* **Goal**:
Can you quote, word for word, everything from the start of the material below down to and including the line that contains "POLYGON ((532 79, 823"?
>> Start Records shown
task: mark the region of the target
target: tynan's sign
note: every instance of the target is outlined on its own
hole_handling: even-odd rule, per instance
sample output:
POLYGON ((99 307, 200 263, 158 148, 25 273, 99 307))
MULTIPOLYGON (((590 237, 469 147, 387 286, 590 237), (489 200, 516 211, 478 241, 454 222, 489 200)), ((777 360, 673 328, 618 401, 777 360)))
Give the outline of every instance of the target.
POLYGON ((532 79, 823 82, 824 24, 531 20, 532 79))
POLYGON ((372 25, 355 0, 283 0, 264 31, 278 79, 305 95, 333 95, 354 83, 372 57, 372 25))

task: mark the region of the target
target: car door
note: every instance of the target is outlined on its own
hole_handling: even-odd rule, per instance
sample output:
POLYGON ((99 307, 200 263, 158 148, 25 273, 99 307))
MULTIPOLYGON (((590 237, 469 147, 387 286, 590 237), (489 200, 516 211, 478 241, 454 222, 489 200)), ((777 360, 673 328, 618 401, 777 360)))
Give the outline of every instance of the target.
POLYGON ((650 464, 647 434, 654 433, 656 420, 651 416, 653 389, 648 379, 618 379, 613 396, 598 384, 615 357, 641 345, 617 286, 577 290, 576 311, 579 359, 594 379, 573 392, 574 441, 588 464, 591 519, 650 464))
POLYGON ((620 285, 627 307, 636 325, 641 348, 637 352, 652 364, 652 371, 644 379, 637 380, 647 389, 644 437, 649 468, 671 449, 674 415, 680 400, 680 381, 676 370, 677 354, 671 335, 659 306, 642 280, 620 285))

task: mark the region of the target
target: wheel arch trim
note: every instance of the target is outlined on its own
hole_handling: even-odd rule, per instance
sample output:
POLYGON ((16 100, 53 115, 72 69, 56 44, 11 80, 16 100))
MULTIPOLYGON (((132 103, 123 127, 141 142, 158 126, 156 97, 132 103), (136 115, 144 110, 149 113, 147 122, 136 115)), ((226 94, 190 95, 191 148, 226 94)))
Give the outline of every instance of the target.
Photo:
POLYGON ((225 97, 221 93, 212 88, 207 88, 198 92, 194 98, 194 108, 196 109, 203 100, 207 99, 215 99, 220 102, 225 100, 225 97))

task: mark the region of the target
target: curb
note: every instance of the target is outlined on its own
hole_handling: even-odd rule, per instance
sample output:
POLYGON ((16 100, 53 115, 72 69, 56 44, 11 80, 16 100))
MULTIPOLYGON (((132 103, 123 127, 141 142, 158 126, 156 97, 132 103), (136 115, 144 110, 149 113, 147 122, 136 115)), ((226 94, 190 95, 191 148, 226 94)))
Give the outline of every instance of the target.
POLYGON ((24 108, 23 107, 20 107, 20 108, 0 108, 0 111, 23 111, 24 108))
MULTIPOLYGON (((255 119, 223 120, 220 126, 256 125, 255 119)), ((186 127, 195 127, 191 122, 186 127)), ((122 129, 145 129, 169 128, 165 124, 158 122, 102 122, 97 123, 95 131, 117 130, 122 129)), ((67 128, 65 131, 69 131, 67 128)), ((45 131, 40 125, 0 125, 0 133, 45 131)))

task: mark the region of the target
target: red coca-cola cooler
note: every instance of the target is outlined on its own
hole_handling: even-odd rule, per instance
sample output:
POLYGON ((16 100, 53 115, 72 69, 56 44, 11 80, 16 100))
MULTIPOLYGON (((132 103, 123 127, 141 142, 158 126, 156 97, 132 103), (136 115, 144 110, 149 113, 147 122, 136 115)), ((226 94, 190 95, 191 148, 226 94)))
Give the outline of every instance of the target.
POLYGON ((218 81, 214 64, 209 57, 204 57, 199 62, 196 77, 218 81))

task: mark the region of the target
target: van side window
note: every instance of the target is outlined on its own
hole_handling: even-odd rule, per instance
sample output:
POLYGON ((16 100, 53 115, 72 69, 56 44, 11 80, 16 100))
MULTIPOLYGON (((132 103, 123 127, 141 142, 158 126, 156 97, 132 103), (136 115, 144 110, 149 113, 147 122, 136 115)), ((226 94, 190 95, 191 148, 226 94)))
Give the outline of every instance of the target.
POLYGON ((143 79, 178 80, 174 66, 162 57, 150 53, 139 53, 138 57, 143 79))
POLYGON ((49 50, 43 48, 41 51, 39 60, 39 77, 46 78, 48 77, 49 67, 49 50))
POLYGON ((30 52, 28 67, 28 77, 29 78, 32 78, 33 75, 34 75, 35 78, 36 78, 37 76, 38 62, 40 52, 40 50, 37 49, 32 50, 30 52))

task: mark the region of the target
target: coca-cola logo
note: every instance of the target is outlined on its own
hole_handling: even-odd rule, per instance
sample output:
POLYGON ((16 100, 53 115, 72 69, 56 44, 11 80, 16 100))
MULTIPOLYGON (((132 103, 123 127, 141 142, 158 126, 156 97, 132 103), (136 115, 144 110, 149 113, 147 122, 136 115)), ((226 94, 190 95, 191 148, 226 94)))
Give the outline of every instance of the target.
>> End Records shown
* **Output of the task**:
task: mark the region of the target
target: tynan's sign
note: every instance of the target is outlined on its own
hole_handling: even-odd rule, per instance
sample output:
POLYGON ((99 307, 200 263, 158 148, 25 273, 99 307))
MULTIPOLYGON (((590 237, 469 147, 387 286, 590 237), (489 200, 516 211, 478 241, 454 222, 489 200)), ((777 360, 673 328, 618 401, 777 360)))
Give the outline of every instance of the target.
POLYGON ((532 79, 823 82, 824 24, 531 20, 532 79))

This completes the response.